Records from a data collection
* * * *

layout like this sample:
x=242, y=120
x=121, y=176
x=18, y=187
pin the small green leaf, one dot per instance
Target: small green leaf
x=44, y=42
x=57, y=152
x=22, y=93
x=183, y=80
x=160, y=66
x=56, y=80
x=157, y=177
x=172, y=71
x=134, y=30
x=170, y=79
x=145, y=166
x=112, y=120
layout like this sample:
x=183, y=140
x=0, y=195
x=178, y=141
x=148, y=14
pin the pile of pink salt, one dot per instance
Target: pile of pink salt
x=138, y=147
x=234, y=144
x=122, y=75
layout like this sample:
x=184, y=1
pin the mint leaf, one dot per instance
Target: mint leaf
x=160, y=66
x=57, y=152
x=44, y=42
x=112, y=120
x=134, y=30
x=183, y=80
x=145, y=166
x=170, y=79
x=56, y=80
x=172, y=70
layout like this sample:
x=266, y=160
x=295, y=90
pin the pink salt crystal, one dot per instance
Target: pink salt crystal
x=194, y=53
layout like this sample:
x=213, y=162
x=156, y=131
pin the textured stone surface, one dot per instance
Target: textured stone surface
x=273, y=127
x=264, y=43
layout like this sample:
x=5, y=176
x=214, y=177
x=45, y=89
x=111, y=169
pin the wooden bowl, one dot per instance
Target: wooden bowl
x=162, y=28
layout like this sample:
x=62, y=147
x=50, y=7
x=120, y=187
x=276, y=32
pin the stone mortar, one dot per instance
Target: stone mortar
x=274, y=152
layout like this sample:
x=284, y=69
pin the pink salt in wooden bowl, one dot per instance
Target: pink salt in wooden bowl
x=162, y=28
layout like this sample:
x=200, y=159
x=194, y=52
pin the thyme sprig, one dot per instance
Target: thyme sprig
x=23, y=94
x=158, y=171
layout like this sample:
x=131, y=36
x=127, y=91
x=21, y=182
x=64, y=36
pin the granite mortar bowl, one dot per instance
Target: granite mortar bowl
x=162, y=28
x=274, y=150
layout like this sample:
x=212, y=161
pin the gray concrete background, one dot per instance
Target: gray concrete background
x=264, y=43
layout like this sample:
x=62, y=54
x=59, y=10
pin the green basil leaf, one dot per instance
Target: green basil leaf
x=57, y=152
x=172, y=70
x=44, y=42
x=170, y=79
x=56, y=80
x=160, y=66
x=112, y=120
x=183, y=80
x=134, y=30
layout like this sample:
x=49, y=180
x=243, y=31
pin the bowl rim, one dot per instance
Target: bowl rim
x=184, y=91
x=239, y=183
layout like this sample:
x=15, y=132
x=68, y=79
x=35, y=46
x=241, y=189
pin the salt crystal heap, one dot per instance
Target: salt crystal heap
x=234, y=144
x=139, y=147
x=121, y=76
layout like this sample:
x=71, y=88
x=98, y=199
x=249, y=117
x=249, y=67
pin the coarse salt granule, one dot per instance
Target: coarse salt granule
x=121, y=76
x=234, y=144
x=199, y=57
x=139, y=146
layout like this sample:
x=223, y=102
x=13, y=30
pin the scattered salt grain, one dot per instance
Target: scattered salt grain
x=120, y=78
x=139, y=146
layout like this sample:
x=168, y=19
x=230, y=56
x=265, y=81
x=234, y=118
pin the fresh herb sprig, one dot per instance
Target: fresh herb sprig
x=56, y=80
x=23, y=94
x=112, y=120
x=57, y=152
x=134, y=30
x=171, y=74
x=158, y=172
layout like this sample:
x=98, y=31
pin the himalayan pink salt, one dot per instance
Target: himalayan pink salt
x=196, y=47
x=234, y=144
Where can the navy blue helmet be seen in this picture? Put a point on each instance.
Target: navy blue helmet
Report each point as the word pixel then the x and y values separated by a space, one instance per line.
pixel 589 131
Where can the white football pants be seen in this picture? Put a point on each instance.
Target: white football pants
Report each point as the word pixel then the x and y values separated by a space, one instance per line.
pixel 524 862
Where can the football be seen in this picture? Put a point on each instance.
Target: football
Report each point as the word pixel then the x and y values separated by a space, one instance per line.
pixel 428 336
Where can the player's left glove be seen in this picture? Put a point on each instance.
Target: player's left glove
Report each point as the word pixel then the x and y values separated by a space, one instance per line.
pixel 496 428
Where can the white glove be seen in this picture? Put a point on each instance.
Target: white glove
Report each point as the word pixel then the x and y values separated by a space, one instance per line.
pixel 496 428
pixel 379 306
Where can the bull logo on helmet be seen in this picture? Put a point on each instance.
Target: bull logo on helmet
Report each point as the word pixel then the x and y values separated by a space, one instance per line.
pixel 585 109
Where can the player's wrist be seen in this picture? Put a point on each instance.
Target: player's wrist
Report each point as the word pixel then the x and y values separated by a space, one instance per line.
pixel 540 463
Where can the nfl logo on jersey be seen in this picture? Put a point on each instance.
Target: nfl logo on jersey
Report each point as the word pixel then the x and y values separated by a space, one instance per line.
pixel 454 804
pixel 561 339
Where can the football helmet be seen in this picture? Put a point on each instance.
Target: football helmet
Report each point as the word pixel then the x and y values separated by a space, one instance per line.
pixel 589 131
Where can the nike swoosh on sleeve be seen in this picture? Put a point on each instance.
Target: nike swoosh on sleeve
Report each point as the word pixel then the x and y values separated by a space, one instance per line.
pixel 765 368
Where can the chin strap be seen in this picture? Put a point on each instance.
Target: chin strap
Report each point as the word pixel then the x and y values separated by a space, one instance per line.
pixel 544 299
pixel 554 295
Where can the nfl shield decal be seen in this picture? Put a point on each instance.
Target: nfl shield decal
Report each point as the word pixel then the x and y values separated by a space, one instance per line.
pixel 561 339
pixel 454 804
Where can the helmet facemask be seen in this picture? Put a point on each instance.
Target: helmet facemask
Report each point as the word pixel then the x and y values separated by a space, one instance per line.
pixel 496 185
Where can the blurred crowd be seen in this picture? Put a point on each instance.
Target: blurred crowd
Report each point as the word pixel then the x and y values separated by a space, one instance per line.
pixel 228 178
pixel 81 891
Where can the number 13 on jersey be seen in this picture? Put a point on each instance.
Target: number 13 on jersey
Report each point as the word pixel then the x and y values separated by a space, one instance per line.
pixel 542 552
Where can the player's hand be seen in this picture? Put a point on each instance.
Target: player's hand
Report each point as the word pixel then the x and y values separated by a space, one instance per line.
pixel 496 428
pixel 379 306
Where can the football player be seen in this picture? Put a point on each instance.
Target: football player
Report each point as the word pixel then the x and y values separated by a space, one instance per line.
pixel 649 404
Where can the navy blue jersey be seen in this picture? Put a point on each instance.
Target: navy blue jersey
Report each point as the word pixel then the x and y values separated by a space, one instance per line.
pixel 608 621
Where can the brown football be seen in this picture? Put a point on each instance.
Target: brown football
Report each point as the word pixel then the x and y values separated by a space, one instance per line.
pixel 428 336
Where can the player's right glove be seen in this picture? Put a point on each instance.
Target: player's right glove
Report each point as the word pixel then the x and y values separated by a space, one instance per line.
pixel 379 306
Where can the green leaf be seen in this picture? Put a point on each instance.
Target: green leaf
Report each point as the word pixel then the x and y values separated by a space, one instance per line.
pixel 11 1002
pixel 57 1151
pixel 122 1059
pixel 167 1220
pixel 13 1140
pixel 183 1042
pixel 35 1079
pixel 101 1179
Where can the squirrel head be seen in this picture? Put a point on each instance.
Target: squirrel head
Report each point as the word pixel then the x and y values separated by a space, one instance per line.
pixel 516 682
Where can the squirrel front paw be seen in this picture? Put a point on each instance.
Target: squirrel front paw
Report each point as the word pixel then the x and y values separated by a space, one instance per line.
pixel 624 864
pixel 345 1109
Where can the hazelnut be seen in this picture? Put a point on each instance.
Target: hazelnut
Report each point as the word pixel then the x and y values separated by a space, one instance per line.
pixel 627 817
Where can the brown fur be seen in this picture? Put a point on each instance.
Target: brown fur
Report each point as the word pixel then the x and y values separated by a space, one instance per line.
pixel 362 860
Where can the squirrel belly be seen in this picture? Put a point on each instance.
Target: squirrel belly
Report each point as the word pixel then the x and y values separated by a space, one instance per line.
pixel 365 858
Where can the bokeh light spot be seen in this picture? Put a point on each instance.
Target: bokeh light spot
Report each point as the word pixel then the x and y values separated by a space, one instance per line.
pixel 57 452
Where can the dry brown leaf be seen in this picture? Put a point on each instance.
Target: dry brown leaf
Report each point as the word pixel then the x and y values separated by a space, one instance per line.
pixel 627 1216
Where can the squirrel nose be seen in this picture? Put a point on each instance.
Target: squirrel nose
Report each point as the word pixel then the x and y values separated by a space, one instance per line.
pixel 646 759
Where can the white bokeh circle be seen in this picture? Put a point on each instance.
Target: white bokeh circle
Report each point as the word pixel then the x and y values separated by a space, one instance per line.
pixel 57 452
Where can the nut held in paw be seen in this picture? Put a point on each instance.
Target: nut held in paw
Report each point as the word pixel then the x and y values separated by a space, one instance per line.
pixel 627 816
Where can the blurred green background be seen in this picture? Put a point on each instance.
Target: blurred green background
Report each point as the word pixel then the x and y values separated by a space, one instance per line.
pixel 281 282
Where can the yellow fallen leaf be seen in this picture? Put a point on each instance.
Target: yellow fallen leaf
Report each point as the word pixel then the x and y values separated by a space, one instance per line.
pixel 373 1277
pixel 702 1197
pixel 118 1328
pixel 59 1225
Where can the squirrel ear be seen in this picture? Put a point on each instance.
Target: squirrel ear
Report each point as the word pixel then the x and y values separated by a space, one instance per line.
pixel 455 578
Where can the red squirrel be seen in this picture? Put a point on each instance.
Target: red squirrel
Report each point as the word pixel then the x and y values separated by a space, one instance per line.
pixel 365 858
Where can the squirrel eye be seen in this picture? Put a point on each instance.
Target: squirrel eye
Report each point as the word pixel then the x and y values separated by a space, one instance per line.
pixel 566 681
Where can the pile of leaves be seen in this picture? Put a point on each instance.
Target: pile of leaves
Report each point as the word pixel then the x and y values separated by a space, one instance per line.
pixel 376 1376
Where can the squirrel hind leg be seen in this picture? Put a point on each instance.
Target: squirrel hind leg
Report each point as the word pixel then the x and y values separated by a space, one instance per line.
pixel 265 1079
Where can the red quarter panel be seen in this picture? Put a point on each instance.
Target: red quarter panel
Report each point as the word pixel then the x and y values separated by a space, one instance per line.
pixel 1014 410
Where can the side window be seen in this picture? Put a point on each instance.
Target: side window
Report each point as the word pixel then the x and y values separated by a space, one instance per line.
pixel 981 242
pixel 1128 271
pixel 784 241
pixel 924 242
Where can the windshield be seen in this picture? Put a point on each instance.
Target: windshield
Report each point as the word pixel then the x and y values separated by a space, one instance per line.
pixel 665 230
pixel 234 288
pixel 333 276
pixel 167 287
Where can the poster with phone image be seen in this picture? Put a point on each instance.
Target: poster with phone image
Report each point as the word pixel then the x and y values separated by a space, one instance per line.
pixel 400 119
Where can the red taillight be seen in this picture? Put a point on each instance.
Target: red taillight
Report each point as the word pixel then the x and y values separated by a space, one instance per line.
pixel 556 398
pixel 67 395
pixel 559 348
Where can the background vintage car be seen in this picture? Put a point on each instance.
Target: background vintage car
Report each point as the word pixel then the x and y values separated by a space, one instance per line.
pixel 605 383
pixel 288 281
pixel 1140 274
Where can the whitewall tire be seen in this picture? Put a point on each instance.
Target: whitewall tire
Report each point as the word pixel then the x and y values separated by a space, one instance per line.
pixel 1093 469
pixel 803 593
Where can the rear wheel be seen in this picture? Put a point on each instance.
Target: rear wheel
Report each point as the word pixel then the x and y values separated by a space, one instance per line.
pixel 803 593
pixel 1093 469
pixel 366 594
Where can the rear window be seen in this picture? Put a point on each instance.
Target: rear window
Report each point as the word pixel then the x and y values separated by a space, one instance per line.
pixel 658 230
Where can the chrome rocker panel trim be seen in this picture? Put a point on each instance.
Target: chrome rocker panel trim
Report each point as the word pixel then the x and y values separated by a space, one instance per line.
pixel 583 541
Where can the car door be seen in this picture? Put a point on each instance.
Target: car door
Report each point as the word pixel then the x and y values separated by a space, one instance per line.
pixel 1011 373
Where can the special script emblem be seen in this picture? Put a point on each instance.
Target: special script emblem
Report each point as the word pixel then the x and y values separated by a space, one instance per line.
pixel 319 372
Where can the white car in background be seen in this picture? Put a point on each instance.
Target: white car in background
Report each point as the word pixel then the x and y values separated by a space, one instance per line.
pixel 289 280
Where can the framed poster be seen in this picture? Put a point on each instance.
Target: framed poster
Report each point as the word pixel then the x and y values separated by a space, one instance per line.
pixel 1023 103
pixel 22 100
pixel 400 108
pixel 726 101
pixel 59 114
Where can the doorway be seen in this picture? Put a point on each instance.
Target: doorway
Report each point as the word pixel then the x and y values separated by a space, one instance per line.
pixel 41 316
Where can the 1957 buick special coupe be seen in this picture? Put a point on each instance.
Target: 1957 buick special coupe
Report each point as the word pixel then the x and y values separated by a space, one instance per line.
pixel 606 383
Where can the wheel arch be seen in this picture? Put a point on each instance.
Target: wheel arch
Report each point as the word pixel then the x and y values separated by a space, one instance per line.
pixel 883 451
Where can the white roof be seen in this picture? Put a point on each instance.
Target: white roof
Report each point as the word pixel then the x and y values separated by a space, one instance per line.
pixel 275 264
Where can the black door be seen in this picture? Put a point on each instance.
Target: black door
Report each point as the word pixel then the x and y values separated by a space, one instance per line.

* * * *

Every line of the records above where the string "spot" is found should be copied.

Where can the bokeh light spot be seen in this picture? Put a point on each instance.
Target: bokeh light spot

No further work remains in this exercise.